◆ RECORDS PROVIDED:
•••••

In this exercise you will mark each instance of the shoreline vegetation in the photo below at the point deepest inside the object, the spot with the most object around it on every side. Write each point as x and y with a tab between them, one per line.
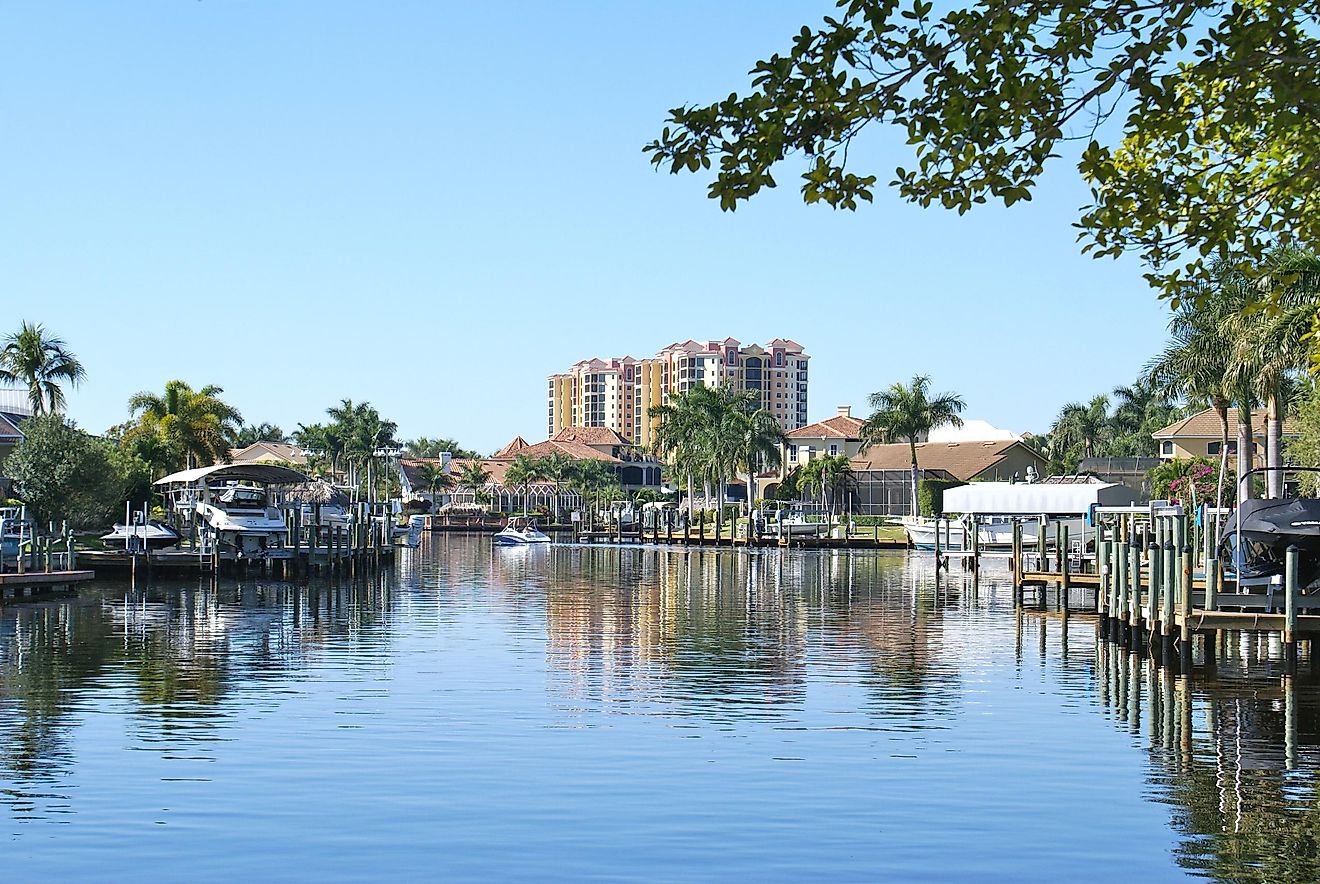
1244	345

•••••

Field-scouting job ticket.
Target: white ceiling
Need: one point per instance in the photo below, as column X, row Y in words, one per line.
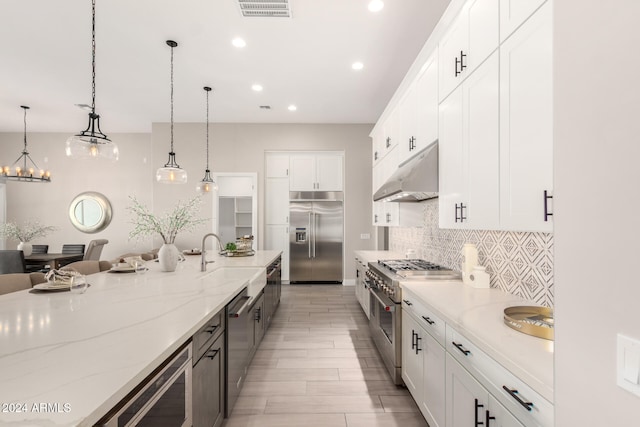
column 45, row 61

•••••

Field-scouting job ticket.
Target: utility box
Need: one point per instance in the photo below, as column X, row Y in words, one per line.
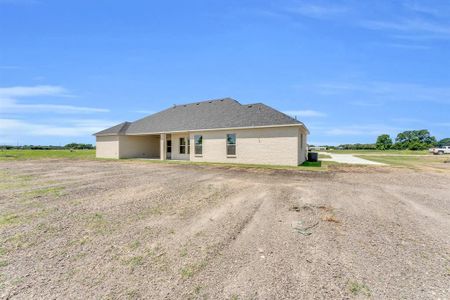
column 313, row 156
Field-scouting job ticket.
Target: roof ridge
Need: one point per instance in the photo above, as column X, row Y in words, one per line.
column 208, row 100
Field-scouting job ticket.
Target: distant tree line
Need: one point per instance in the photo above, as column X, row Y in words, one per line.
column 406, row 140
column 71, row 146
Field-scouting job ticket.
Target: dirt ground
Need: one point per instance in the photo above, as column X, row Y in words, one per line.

•••••

◆ WHAT IS BEING ASKED:
Collect every line of the records above that contains the word "column", and copy each such line in full.

◆ THE SOLUTION:
Need: one point per instance in the photo below, as column X, row Y in words, one per line.
column 45, row 61
Need: one point per instance in the photo below, as column X, row Y in words, one per line.
column 313, row 156
Need: one point per instance in the photo above, as column X, row Y in words, one per line.
column 208, row 100
Need: one point per instance in the photo above, as column X, row Y in words, one per line.
column 406, row 140
column 71, row 146
Need: one point per instance in the photo above, as column X, row Y in words, one per line.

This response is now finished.